— DESCRIPTION OF THE TASK —
Keeping every character intact, repeat the whole listing.

DATA SECTION Block Start

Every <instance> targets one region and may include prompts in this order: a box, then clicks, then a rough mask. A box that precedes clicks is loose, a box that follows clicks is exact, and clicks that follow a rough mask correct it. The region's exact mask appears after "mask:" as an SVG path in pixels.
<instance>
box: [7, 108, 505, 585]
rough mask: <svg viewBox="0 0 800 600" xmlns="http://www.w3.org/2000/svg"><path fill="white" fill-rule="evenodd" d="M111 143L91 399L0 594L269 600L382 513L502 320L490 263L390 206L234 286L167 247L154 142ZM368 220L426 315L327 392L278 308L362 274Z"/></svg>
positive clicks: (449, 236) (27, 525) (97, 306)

DATA SECTION Block End

— RESPONSE AREA —
Every <instance> targets one region and may include prompts in this order: a box, then clicks, then a rough mask. A box that precedes clicks is loose, a box that follows clicks is exact, and clicks that follow a rough mask correct it. The region's exact mask appears after "mask:" as an SVG path in pixels.
<instance>
box: [7, 108, 505, 585]
rough mask: <svg viewBox="0 0 800 600" xmlns="http://www.w3.org/2000/svg"><path fill="white" fill-rule="evenodd" d="M111 143L91 399L0 594L269 600L382 513L502 320L490 263L390 206L234 286L167 247L154 142ZM368 220L426 315L327 392L278 308L362 274Z"/></svg>
positive clicks: (449, 236) (27, 525) (97, 306)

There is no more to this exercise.